YOUR TASK: Locate every line in the listing that contains the string "windshield" and copy each of those lines. Treat uppercase and lowercase letters as different.

########

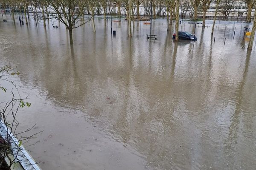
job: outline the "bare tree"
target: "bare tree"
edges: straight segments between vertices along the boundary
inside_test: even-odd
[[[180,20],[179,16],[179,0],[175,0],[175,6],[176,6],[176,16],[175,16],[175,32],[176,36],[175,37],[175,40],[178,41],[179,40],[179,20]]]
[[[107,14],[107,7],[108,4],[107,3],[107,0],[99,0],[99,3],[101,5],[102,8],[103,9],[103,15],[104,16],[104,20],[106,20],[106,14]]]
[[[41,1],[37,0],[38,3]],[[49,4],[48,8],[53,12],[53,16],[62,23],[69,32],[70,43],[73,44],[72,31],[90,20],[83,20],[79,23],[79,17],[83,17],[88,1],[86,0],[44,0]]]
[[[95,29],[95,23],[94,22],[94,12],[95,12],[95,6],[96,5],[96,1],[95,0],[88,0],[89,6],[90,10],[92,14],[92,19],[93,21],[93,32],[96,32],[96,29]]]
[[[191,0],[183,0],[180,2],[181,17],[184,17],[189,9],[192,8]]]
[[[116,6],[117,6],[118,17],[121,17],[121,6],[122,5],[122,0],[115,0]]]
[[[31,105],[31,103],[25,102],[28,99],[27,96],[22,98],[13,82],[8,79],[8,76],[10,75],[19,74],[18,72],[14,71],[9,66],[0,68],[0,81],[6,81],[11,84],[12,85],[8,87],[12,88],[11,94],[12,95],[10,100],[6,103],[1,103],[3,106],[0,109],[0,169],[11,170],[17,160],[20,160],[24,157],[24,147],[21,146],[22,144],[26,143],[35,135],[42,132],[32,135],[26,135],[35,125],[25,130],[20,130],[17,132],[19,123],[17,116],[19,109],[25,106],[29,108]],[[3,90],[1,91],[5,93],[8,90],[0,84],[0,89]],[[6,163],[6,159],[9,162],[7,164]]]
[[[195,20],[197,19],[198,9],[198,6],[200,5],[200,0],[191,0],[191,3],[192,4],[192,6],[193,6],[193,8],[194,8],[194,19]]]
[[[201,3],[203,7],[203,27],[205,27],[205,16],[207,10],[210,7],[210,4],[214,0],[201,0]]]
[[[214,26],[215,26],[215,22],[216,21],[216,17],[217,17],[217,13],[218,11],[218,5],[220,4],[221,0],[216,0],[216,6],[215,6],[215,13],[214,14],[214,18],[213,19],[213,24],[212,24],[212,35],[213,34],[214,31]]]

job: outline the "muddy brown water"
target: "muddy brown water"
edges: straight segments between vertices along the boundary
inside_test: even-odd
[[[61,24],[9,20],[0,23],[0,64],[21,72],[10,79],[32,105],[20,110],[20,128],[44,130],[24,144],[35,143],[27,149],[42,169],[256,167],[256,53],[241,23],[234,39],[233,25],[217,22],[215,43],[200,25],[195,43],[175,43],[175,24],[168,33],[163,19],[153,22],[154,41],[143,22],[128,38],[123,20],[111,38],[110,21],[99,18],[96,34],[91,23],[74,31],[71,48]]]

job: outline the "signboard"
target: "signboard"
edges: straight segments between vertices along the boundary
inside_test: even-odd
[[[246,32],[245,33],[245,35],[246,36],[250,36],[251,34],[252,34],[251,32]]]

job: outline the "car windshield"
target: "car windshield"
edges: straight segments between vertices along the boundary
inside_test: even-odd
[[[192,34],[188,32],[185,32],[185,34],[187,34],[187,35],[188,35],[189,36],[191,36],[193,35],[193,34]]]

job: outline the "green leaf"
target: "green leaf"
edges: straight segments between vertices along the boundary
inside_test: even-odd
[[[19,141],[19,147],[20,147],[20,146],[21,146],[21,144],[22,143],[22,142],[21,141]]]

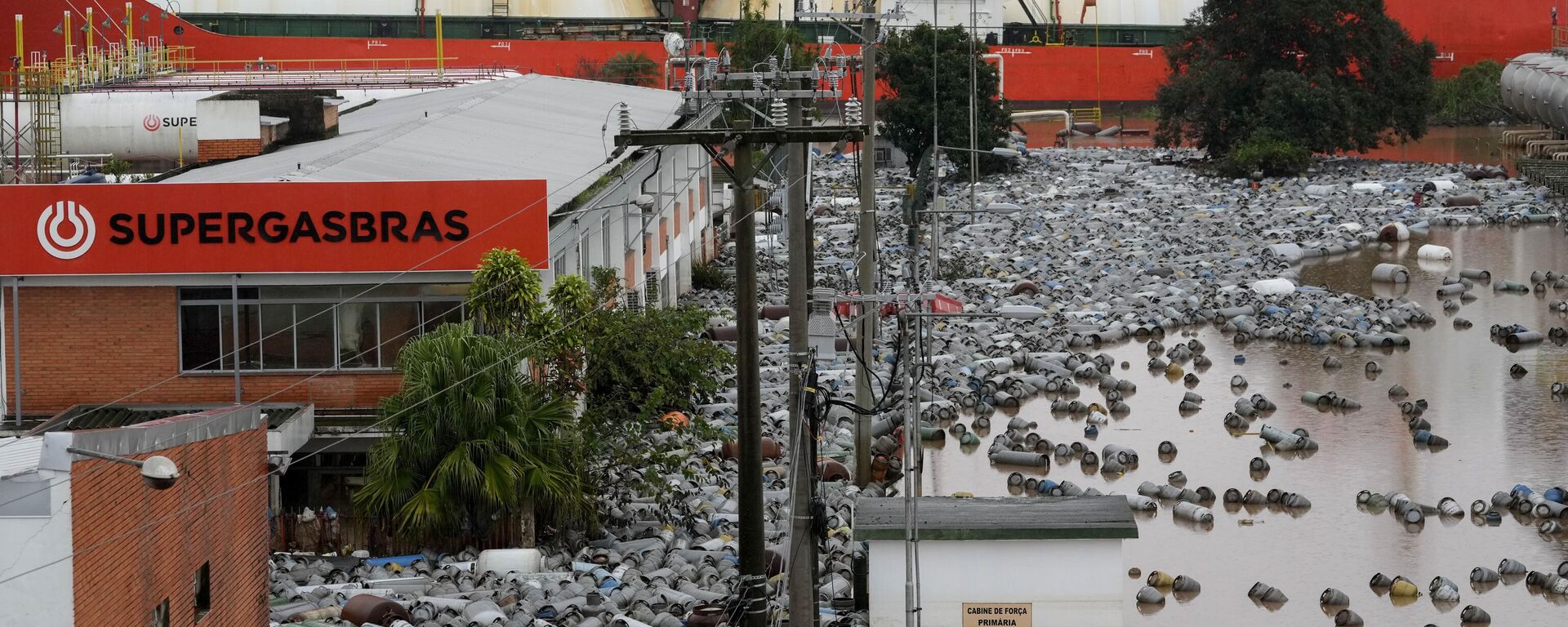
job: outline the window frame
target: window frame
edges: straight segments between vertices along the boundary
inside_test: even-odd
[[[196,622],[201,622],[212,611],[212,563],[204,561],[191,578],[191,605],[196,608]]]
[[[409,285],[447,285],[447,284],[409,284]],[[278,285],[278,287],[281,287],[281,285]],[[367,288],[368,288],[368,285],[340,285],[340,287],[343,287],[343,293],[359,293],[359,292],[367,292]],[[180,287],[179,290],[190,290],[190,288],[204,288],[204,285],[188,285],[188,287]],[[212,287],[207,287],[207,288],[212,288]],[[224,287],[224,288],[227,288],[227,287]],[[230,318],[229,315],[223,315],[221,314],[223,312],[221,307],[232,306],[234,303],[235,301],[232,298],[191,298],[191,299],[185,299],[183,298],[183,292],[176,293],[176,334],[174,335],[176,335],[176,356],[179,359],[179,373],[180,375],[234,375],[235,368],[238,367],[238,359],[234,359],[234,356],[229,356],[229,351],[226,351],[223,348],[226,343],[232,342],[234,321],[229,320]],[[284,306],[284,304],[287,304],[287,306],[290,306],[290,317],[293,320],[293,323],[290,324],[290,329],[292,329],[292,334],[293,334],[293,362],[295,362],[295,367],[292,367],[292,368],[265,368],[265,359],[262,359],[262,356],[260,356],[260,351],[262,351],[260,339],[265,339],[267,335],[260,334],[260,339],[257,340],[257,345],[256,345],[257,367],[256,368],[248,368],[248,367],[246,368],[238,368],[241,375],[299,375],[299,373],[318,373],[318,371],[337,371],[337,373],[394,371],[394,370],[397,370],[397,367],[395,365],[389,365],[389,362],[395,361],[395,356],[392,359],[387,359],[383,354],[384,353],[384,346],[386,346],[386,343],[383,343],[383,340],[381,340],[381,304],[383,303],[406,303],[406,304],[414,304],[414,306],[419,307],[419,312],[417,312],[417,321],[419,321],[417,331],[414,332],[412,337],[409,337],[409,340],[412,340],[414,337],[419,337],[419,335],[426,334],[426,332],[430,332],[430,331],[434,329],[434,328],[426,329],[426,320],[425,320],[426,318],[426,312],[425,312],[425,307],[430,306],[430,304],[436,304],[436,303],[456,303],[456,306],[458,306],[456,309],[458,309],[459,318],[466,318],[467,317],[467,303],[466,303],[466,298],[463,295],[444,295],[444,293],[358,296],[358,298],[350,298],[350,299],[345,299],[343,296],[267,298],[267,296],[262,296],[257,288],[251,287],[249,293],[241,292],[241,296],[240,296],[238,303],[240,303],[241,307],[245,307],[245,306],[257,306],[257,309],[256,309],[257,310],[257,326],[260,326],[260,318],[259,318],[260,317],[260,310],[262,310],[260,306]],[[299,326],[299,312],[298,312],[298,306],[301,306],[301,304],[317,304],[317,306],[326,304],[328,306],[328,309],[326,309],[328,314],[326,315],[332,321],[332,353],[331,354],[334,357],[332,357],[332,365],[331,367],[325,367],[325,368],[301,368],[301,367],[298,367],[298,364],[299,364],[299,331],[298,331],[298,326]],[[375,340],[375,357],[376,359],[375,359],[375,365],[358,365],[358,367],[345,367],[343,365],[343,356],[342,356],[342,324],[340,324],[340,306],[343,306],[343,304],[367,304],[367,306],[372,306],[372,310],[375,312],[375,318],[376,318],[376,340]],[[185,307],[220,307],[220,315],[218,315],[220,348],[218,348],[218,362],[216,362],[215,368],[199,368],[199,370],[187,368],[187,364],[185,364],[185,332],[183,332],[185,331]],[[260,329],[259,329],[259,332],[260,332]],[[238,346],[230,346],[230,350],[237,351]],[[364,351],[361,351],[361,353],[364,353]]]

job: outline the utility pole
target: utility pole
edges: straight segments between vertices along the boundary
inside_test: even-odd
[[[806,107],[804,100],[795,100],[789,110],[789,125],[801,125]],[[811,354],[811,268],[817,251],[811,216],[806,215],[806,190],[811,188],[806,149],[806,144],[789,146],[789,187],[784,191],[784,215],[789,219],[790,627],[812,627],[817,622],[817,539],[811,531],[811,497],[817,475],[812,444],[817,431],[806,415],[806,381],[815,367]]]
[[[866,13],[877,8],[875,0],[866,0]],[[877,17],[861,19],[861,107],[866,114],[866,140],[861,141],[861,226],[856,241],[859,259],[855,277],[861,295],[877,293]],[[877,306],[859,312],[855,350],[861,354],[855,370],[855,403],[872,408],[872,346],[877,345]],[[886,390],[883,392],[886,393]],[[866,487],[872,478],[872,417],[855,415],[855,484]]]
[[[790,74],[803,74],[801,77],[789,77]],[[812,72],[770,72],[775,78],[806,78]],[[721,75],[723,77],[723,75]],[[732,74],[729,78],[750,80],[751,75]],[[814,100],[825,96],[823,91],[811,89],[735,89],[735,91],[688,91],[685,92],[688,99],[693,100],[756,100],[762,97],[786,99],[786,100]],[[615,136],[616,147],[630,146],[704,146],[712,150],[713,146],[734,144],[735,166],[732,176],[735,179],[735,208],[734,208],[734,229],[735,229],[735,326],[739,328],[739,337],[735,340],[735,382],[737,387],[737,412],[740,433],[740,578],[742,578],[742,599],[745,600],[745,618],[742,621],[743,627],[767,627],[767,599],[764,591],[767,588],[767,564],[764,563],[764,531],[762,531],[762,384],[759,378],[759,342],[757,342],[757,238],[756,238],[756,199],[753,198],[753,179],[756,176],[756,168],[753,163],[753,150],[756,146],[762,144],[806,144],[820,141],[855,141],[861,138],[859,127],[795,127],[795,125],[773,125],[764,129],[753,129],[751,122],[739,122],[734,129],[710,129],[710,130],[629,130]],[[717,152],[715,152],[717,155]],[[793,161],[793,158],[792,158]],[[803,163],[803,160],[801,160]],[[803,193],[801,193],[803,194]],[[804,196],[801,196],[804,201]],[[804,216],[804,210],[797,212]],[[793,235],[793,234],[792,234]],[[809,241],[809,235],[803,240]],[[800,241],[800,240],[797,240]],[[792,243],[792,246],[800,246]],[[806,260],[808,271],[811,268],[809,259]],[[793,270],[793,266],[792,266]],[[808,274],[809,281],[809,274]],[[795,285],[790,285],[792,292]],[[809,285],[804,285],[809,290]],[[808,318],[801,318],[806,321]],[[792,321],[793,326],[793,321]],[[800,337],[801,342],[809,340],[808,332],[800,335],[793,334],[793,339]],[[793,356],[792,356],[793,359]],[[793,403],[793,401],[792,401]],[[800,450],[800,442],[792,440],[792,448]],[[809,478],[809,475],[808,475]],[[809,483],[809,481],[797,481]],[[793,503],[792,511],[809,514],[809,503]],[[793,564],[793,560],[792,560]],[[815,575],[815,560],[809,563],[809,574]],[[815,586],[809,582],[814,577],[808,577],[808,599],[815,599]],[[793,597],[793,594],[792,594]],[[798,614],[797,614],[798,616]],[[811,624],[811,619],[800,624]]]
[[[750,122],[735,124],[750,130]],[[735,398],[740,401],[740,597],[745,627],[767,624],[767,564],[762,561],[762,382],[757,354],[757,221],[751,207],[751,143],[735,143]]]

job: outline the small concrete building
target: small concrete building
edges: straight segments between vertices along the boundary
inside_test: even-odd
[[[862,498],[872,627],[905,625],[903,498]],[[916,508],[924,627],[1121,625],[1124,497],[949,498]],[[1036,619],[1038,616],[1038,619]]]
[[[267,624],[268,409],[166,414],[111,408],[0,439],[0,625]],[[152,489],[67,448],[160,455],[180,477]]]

########

TASK SOLUTION:
job: outline the "car windshield"
target: "car windshield"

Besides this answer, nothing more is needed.